_Text block_.

+===+

In the face of what many see as an exploding obesity epidemic among both adults and children, a growing number of state and regional legislatures are passing laws that prohibit the sale of junk foods in school vending machines and cafeterias.

The new regulations differ from region to region, but the general drift is to reduce the availability of sugar, salt, and fat laden foods and snacks, and replace them with more nutritious healthy foods and snacks.

The money issue

Such good intentions are not always easy to implement. Money raises its ugly head at numerous points along the way, making it difficult to move to more healthy alternatives.

First, vending machine operators naturally prefer to fill their machines with junk food because these “foods” generally have two major advantages over other more healthy alternatives. They have a higher profit margin, and they sell better because kids (for whatever reason) prefer them. This means the vending operators can offer schools attractive profit-sharing incentives when they fill up their machines with pop and candy bars.

As everybody in the business knows, “healthy” vending machines cannot properly compete with “unhealthy” ones until attractive, good-tasting healthy snack products are made available at a competitive price.

And student organizations themselves are split on the wisdom of going “healthy”. Many student groups use candy sales as one of their primary fund-raising methods. According to Laura Thomas, a senior at Wilcox High School in Santa Clara, California, “These sales fit the needs of the clubs because they can sell at school, during lunch or in class. If clubs were forced to switch to selling other things like calendars or magazines, they would have to drastically shift their target market. Chances are students simply wouldn’t be interested in those new products as much as they are in candy.”

+===+

_Stated problem A_.
In the passage on school junk-food laws, what two advantages do junk foods have over healthier alternatives for vending machine operators?
The listing that comes next is unrelated to the passage on school junk-food laws.

_Record list_.
+===+

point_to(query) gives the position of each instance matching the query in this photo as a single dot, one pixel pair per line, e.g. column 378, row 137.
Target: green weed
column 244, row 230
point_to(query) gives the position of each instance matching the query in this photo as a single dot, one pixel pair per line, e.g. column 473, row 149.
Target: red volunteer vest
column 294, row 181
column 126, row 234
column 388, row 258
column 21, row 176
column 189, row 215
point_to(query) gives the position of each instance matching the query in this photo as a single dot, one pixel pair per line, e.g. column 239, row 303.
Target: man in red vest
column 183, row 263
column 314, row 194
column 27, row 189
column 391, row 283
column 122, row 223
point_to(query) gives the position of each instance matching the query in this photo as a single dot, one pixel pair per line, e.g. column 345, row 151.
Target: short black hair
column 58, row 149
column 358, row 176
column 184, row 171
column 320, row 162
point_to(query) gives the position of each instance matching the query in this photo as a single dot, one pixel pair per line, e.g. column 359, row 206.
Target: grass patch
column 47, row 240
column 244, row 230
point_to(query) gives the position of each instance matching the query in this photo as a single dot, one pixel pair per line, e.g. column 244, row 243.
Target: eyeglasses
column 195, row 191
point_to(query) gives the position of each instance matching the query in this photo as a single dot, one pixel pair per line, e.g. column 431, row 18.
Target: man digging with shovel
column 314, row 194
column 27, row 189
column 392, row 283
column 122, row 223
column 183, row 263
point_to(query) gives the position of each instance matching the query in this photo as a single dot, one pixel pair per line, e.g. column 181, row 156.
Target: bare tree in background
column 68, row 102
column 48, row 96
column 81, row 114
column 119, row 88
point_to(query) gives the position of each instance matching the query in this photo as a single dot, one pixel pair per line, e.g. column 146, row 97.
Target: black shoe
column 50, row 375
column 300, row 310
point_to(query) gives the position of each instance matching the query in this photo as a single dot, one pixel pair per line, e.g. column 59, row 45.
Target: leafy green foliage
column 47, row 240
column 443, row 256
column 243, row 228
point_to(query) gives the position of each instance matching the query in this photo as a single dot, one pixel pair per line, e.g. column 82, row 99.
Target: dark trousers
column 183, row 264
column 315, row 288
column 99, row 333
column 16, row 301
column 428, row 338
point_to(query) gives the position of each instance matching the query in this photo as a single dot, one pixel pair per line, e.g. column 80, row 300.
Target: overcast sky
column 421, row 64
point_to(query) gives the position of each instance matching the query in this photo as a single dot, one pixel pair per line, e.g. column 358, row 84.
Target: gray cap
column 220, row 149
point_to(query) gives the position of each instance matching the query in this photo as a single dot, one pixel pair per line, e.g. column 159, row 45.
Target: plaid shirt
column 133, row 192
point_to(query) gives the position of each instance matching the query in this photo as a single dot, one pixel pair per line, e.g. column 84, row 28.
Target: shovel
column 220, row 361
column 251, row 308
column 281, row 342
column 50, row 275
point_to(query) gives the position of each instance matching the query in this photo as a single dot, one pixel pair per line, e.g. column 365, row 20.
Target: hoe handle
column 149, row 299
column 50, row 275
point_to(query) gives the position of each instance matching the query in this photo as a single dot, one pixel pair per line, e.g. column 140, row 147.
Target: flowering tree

+===+

_Stated problem B_.
Copy out the listing word for word, from its first line through the line containing "column 119, row 88", including both of those lines.

_Complete output A_.
Junk foods have a higher profit margin, and they sell better because kids prefer them.

_Complete output B_.
point_to(query) gives the position of each instance matching the query in this photo as a single dot, one pixel pair per line, e.g. column 378, row 137.
Target: green weed
column 244, row 230
point_to(query) gives the position of each instance matching the query in this photo as a single dot, one pixel pair per line, e.g. column 473, row 149.
Target: red volunteer vest
column 294, row 181
column 126, row 234
column 388, row 258
column 21, row 176
column 189, row 215
point_to(query) gives the position of each instance matching the query in this photo as a single dot, one pixel pair per line, e.g. column 239, row 303.
Target: man in red vest
column 183, row 263
column 314, row 194
column 27, row 189
column 391, row 283
column 122, row 223
point_to(query) gives the position of each instance matching the query in this photo as a single dot, one pixel pair per line, e.g. column 345, row 151.
Target: short black hair
column 58, row 149
column 358, row 176
column 184, row 171
column 320, row 162
point_to(query) gives the position of each instance matching the query in this photo as a single dot, one pixel pair per line, e.g. column 359, row 206.
Target: grass patch
column 47, row 240
column 244, row 230
point_to(query) gives the position of each instance matching the query in this photo as a single dot, one pixel pair per line, e.g. column 244, row 243.
Target: eyeglasses
column 195, row 191
point_to(query) gives the position of each instance matching the query in this photo as a single dot, one pixel pair per line, e.g. column 431, row 18.
Target: man digging with shovel
column 314, row 194
column 27, row 189
column 392, row 283
column 122, row 223
column 183, row 263
point_to(query) gives the position of each instance matching the query in this photo as a single dot, one pixel pair per line, e.g. column 181, row 156.
Target: bare tree in background
column 68, row 102
column 48, row 96
column 81, row 114
column 119, row 88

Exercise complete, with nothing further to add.